Material for the task START

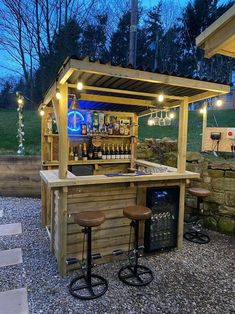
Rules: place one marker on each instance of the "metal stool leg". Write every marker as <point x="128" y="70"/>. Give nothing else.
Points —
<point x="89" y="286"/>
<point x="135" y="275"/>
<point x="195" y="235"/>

Material for the task END
Material for the task START

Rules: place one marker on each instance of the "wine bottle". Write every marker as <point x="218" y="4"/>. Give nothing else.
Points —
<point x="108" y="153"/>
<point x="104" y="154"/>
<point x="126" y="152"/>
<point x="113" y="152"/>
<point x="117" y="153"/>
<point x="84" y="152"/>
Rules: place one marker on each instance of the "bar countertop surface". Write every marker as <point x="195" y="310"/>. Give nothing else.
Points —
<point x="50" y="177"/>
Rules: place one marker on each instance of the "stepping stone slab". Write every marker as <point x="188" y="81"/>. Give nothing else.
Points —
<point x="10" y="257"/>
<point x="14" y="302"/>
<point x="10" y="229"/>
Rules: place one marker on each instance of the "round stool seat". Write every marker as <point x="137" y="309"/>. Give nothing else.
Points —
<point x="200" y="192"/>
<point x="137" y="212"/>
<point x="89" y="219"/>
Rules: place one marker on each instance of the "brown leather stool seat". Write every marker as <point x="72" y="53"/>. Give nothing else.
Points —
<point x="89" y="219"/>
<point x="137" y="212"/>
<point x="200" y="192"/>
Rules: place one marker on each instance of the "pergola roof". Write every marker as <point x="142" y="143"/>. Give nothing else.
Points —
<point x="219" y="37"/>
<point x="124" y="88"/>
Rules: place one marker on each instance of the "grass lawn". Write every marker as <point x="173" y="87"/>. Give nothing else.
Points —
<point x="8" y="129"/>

Material for the task END
Material for the task START

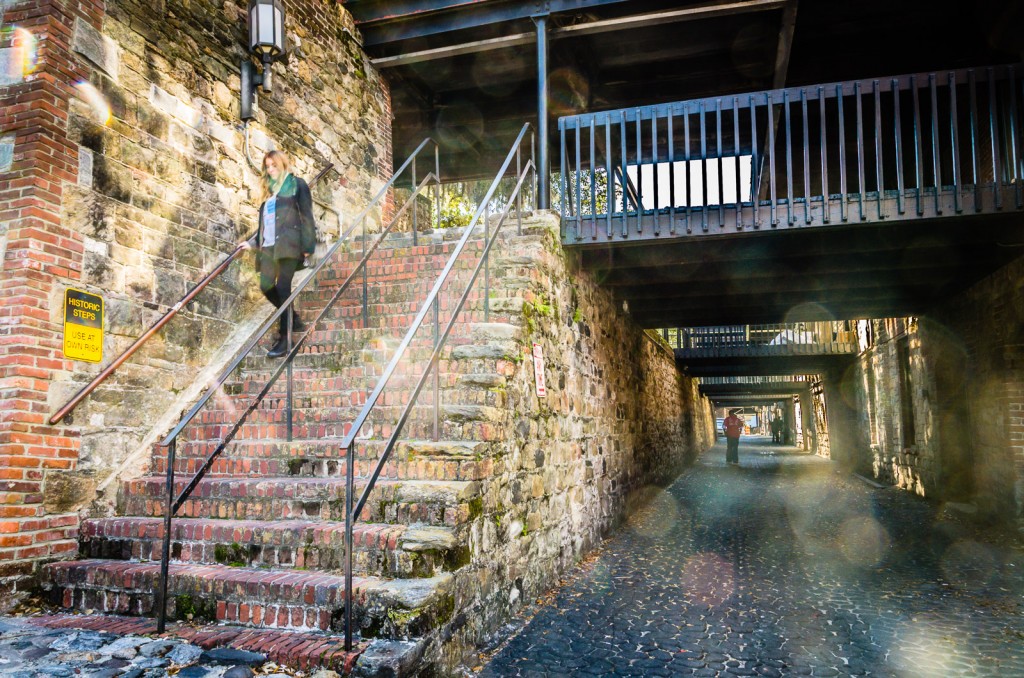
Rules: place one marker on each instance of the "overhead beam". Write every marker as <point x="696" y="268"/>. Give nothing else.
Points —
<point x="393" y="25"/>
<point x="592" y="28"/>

Material for the task END

* What needs to be done
Check each line of the entries for the word "seat", then state the count alone.

* Result for this exercise
2